What you have to do
From the data below, repeat exactly the lines from the line with "Target: recessed ceiling light" to the line with "Target: orange flower arrangement", both included.

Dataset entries

Segment Open

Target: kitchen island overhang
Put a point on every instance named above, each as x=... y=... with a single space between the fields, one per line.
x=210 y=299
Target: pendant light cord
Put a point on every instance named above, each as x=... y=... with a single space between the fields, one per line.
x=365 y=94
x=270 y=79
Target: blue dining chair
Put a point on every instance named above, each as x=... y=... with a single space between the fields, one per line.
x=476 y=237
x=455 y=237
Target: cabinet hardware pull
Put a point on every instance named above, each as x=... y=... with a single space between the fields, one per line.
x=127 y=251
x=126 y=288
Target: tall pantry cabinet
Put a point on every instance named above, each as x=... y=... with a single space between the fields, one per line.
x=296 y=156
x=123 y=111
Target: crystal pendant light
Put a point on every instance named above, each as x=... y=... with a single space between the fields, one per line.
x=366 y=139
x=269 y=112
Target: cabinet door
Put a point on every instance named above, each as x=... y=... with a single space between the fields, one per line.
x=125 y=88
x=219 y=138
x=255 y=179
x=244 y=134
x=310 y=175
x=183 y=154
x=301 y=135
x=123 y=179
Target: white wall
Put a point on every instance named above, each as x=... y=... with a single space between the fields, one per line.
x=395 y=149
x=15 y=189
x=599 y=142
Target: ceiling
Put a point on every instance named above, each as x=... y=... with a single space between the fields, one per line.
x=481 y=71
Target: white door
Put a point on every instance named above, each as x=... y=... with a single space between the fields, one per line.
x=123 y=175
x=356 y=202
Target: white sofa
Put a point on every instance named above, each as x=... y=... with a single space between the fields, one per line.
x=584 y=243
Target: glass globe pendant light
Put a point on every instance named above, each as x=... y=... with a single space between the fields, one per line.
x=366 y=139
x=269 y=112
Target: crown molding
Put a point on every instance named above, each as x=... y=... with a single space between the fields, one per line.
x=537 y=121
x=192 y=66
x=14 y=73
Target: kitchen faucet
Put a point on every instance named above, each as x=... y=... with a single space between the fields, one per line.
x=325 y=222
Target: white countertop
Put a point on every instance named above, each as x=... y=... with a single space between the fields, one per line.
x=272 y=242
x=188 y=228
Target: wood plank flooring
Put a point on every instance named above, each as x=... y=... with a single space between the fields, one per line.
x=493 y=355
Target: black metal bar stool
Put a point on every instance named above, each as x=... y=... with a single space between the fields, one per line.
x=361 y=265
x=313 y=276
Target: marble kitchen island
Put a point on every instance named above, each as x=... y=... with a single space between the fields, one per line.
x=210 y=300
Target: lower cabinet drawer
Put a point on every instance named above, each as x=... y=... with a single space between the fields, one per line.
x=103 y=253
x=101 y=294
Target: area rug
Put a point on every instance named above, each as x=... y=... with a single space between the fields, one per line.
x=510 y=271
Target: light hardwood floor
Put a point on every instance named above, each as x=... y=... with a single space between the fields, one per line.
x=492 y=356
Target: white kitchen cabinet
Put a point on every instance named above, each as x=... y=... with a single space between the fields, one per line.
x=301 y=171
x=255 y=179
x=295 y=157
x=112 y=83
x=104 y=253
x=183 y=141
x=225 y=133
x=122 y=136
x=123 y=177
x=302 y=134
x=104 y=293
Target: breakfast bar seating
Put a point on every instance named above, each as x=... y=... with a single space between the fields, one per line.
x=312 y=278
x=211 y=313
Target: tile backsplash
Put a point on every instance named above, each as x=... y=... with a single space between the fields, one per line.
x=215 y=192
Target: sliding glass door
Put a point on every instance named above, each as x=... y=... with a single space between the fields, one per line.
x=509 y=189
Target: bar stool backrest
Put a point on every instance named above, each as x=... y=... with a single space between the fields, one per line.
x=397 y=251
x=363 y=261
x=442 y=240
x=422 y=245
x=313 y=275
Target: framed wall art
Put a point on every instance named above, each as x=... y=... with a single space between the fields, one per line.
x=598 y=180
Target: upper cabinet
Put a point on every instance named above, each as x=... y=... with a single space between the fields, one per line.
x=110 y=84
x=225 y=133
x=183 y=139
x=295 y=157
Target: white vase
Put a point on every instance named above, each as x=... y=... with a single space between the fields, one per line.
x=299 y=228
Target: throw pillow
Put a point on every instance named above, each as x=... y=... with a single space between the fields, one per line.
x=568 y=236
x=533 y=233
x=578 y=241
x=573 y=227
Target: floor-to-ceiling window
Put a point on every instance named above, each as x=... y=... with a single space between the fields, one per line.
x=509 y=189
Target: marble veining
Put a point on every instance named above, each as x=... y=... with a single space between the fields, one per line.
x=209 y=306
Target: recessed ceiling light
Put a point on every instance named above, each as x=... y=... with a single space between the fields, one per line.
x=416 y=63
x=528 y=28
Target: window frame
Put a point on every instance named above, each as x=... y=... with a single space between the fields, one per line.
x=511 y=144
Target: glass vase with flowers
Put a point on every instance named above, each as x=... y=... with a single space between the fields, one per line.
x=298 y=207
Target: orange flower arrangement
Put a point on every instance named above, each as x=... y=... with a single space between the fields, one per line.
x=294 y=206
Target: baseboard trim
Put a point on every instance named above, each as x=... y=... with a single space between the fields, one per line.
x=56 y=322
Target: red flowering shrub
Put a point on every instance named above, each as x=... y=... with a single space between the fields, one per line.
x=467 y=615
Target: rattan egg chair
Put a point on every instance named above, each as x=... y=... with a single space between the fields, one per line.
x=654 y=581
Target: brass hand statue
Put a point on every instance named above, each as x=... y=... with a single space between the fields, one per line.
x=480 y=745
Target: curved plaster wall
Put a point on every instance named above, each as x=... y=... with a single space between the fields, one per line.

Segment Closed

Result of the task
Target: recessed ceiling light
Put a point on every instance named above, each as x=... y=... with a single space between the fields, one per line.
x=416 y=63
x=528 y=28
Target: window frame
Put a point on every instance named above, each as x=... y=... with a single space between the fields, one per line.
x=511 y=144
Target: glass vase with flowers
Put a point on every instance named above, each as x=... y=... with a single space between the fields, one per line.
x=298 y=207
Target: orange flower arrangement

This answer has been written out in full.